**WHAT TO DO**
A. According to the article below on ITC's hotel demerger, why does InGovern recommend that shareholders vote for the scheme of arrangement? Answer in one to three sentences.
B. List every proxy advisory firm named in the article below on ITC's hotel demerger.
C. In the article below on ITC's hotel demerger, rewrite the stretch from "In August of" through "the proposed demerger.", renaming "InGovern" to "InGovern Research Services".

**PROVIDED TEXT**
Minority shareholders are poised to benefit from ITC’s demerger of its hotel business into a separate entity, ITC Hotels, potentially unlocking value and improving the FMCG giant’s return ratios, according to reports from four proxy advisory firms. The reports from InGovern Research Services, ISS, SES, and others come ahead of ITC’s shareholder meeting on June 6 to consider and approve the demerger proposal.
Proxy advisory firm ISS notes that the demerger could unlock value for shareholders and enhance ITC’s return ratios. The new structure will allow ITC Hotels to operate with an optimal capital structure, enabling it to access capital for growth. “It can attract investors, strategic partners, and collaborations whose investment strategies align with the hospitality industry,” ISS stated.
In August of last year, ITC’s board approved the demerger. ITC shareholders will receive one share in the soon-to-be-listed hotel entity for every ten shares they hold.
InGovern highlighted that ITC shareholders will gain a direct stake in a publicly traded hotel entity focused solely on the hotel business, aligning with ITC’s strategy to foster multiple growth drivers and protect against potential hostile takeovers. “Given the clean swap of shares, which benefits minority shareholders and promotes growth for both companies, we recommend shareholders vote for this scheme of arrangement,” InGovern advised.
SES views ITC’s decision to retain a 40 percent stake as strategic, providing stability and allowing fair price discovery, which is in the interest of shareholders. SES did not identify any major concerns regarding the proposed demerger.
Glass Lewis also recommended the demerger scheme. However, Institutional Investor Advisory Services (IiAS) advised ITC shareholders to vote against the demerger, arguing it does not fully unlock value for shareholders.

Collected data
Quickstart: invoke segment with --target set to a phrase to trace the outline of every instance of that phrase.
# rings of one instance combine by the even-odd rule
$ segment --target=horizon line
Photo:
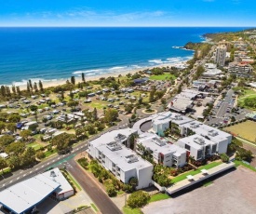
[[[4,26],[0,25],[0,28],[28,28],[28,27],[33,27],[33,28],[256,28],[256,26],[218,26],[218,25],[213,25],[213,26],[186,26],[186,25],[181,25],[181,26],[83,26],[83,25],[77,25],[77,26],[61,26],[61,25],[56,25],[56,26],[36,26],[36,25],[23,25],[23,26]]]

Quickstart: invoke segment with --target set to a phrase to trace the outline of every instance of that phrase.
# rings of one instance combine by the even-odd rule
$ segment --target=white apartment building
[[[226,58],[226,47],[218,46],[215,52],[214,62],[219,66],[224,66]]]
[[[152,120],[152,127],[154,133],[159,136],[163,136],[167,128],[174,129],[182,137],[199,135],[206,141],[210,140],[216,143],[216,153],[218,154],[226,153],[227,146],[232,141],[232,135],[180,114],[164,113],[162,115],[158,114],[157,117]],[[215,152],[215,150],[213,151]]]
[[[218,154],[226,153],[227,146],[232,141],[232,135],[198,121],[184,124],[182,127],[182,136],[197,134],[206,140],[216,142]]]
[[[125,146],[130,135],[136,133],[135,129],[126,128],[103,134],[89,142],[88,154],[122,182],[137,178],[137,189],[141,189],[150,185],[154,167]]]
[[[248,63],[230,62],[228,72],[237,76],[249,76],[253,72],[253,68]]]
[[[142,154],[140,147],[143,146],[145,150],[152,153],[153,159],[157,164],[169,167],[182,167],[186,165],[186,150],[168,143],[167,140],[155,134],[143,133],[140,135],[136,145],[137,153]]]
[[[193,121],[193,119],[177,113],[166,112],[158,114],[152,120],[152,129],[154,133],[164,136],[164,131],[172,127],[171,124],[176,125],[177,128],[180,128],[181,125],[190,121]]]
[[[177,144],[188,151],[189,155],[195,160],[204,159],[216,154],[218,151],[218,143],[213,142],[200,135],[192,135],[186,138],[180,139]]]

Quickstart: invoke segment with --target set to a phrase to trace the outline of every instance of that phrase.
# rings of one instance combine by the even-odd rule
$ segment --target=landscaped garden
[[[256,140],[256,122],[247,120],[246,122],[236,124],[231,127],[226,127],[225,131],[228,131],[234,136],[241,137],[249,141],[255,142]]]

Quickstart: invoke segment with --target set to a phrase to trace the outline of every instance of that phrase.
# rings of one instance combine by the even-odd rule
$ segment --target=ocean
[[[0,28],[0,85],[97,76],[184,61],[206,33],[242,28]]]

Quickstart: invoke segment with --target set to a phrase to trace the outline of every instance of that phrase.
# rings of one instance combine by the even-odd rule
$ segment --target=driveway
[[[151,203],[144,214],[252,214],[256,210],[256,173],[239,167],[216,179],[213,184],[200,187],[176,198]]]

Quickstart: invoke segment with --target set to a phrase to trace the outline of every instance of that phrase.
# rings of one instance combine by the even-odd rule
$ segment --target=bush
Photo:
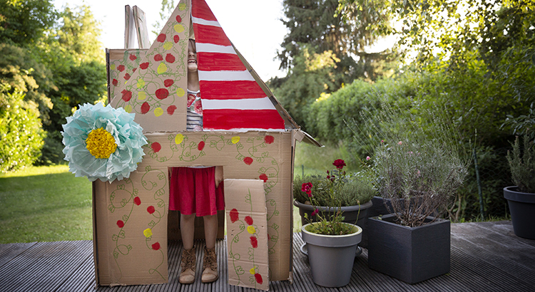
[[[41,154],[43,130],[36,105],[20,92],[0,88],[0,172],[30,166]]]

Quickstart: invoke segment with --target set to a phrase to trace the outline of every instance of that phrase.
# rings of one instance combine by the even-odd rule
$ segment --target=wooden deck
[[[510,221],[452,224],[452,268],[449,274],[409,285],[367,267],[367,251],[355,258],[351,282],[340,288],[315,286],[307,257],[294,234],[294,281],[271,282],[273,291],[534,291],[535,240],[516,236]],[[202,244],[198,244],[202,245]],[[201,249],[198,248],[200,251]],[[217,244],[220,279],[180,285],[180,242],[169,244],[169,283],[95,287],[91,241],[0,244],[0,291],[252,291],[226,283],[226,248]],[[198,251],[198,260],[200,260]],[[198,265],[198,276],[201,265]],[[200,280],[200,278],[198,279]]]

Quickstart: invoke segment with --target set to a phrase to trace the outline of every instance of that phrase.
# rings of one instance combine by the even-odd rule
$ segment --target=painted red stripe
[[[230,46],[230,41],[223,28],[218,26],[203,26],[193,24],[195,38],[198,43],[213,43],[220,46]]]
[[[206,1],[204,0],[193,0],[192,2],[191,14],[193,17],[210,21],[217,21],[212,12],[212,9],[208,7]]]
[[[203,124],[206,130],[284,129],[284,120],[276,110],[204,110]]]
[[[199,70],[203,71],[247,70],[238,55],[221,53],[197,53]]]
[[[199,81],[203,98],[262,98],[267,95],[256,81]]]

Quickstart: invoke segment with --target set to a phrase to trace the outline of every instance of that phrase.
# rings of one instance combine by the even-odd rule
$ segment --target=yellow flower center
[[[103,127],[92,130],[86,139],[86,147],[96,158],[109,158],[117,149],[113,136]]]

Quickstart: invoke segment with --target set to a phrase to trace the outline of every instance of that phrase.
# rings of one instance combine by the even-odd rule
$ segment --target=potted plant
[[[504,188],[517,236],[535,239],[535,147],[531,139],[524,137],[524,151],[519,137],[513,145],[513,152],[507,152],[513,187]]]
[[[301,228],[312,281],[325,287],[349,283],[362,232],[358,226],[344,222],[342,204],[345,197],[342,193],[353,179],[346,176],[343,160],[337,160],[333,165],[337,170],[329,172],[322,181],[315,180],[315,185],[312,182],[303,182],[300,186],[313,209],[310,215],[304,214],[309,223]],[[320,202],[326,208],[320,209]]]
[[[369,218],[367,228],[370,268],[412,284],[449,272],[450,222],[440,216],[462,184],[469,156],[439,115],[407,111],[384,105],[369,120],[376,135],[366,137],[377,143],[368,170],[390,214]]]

**EXERCISE RESULTS**
A. InGovern recommends a vote in favor because the clean swap of shares benefits minority shareholders and promotes growth for both companies.

B.
- InGovern Research Services
- ISS
- SES
- Glass Lewis
- Institutional Investor Advisory Services (IiAS)

C.
In August of last year, ITC’s board approved the demerger. ITC shareholders will receive one share in the soon-to-be-listed hotel entity for every ten shares they hold.
InGovern Research Services highlighted that ITC shareholders will gain a direct stake in a publicly traded hotel entity focused solely on the hotel business, aligning with ITC’s strategy to foster multiple growth drivers and protect against potential hostile takeovers. “Given the clean swap of shares, which benefits minority shareholders and promotes growth for both companies, we recommend shareholders vote for this scheme of arrangement,” InGovern Research Services advised.
SES views ITC’s decision to retain a 40 percent stake as strategic, providing stability and allowing fair price discovery, which is in the interest of shareholders. SES did not identify any major concerns regarding the proposed demerger.